*Document passage*.
Quotulatiousness

October 14, 2025

Carthaginian or Roman America?

Filed under: Africa, Americas, History, Technology — Tags: , , , , , — Nicholas @ 03:00

On the social media site formerly known as Twitter:

    Alaric The Barbarian @0xAlaric

    There’s a handful of evidence for this. Most of it’s a little fringe or circumstantial, but it exists.

    – 500s BC Carthaginian navigator Himilco described the Sargasso Sea; the original work is now lost but it was quoted in Ora Maritima a century later. If you can make it there and back, you know trade winds well enough to take Columbus’ route.

    – There’s quite a lot of copper “missing” from the Great Lakes area, and there was more bronze in the Old World than could have possibly been supported by the known copper mining infrastructure there … despite 7,000-year-old copper mines in that region, the local natives didn’t seem to really use copper for much aside from odd pictographic disks.

    – The Tecaxic-Calixtlahuaca head, discovered in 1933, was a bearded terracotta head made before European contact with modern-day Mexico. Its features and style don’t match local populations or material cultures, and it’s been dated to centuries prior. Roman experts ID it as 200s AD Roman art. Even the archaeological community isn’t sure what to make of this one; their best (non-)explanation is “it was a prank”.

    – Numerous odd discoveries were made of Old World artifacts in the American West throughout the 19th century. Alleged Roman coins, weapons, tools, etc. Some of these were hoaxes; others have been lost to time; others seem almost covered up. The wildest example is Kincaid’s alleged 1909 discovery of an ancient Egyptian-style tunnel annex hidden in the walls of the Grand Canyon, full of artifacts; and, a similar alleged discovery around Death Valley. The former was reported to have been investigated (maybe covered up?) by the Smithsonian, though they deny this; the latter is on government land now.

    – Various Old World artifacts seem to show New World goods or maps; there is a depiction of a pineapple at Pompeii, for example, and c. 350 BC Carthaginian coins show a map of the Mediterranean including the Americas to the west. Certain of Ptolemy’s odd geographic ideas are “corrected” (such as his earth-size estimate) by placing the Antilles as the Fortunate Isles. The Piri Reis Map, compiled in 1513 but surely copied from much older sources, shows a fairly accurate east coast of the Americas, as well as Antarctica. Diodorus Siculus may have even described the Americas as found by the Phoenicians, then kept secret …

    – This of course predates Rome and Carthage, but a wide swathe of native cultures had extraordinarily similar oral histories of being visited by ethnically distinct people from the east who taught them aspects of civilization … “But that’s probably nothing, right?”

*Given task 1*.
Decide whether each statement agrees with the post on possible ancient contact with the Americas, answering yes or no and quoting the words from the post that settle it: (a) Himilco's original account of the Sargasso Sea survives today. (b) The Tecaxic-Calixtlahuaca head was discovered in 1933. (c) The Smithsonian confirms that it investigated Kincaid's reported find.
*Given task 2*.
Go on writing the post on possible ancient contact with the Americas, starting after its last sentence.
The records have nothing to do with the text above.

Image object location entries

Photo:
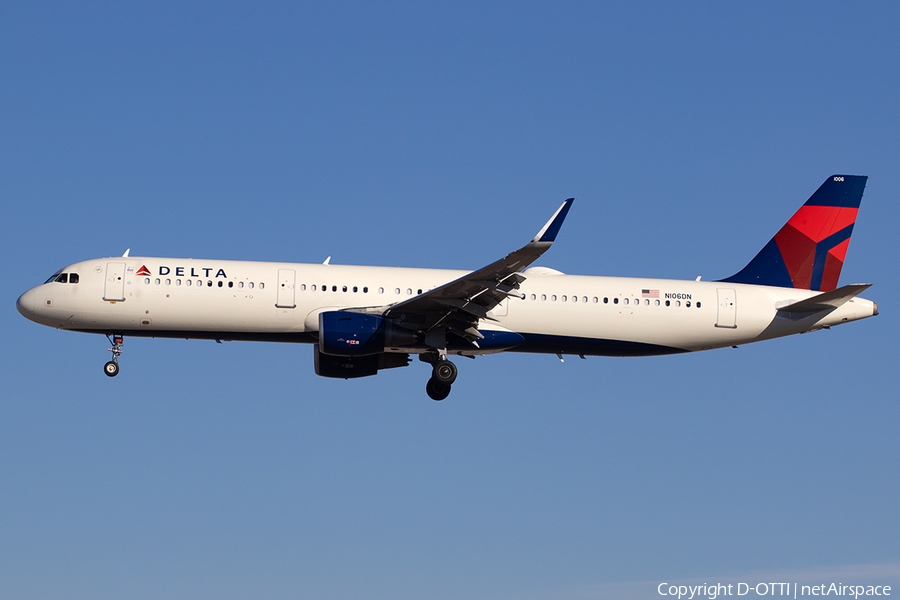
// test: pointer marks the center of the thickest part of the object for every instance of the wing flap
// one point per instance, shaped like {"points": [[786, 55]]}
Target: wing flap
{"points": [[471, 297]]}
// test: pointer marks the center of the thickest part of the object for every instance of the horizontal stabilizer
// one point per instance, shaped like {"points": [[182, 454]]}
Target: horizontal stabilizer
{"points": [[828, 300]]}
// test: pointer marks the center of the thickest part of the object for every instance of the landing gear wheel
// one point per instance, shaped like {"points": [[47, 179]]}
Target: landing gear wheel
{"points": [[437, 390], [444, 372]]}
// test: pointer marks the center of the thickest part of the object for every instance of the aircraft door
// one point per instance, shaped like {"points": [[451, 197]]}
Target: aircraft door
{"points": [[286, 278], [727, 308], [114, 289]]}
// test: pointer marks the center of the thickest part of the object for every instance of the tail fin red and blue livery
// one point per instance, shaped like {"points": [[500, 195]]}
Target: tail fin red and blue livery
{"points": [[808, 252]]}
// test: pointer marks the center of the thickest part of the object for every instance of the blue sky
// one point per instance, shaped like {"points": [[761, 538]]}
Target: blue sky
{"points": [[417, 135]]}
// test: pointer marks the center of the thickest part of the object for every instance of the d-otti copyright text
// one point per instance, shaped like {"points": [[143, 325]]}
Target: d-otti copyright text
{"points": [[713, 591]]}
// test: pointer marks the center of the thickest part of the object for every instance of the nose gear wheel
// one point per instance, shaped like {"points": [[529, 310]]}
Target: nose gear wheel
{"points": [[112, 367]]}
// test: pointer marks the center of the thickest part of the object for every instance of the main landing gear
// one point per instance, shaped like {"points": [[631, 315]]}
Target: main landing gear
{"points": [[112, 367], [443, 374]]}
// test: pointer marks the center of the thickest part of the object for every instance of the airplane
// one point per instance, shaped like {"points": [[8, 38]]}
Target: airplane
{"points": [[361, 319]]}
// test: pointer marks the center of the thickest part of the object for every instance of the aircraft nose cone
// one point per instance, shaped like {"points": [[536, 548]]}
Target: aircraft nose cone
{"points": [[25, 304]]}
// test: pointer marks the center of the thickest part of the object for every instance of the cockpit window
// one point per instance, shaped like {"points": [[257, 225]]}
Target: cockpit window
{"points": [[63, 278]]}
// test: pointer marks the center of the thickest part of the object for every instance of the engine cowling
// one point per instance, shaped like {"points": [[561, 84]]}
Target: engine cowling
{"points": [[350, 334], [345, 333], [350, 367]]}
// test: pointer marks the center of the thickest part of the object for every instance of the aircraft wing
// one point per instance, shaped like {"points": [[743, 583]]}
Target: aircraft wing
{"points": [[459, 305]]}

*Answer 1*.
(a) No: "the original work is now lost"
(b) Yes: "discovered in 1933"
(c) No: "though they deny this"

*Answer 2*.
    The field awaits its smoking gun, its Rosetta Stone. But I believe something is out there, just waiting for an enterprising follower of Schliemann to discover it. There’s *something* there.

And in response:

    John Ringo SF Author @Jringo1508

    The part that does it for me (that there was pre-Viking contact) is just studying the development of pottery and metallurgy in the Old World vs New.

    Old World: Burnt bits of clay with markings on them. Poorly formed “pottery” charms. Better made pottery charms. Pottery dishes. Metal ore based glazes. Simple, low temperature, metals.

    New World: POTTERY FULLY FORMED AND GOLD AND SILVER EXTRACTION BECAUSE NATIVE AMERICANS ARE AWESOME!

    The Carthaginians had a process of going to less advanced areas, teaching them some simple “advanced” technologies that in some way helped out the Carthaginians then trading with them for “stuff”. They’d teach pottery or better pottery techniques so that they (the Carthaginians) didn’t have to load themselves down with empty pots to pick up “stuff”.

    They’d then trade stuff like bronze daggers for gold, silver and spices.

    So, it entirely makes sense (if you understand the currents) that a Carthaginian/Phoenician (they’re the same) trading/exploring fleet would make it across the Atlantic in one direction (probably in winter), set up a trading center somewhere and start trading wares. They’d leave a few behind to build up a store then sail back.

    If they went over in winter and sailed back in summer, good chance they were wiped out by hurricanes.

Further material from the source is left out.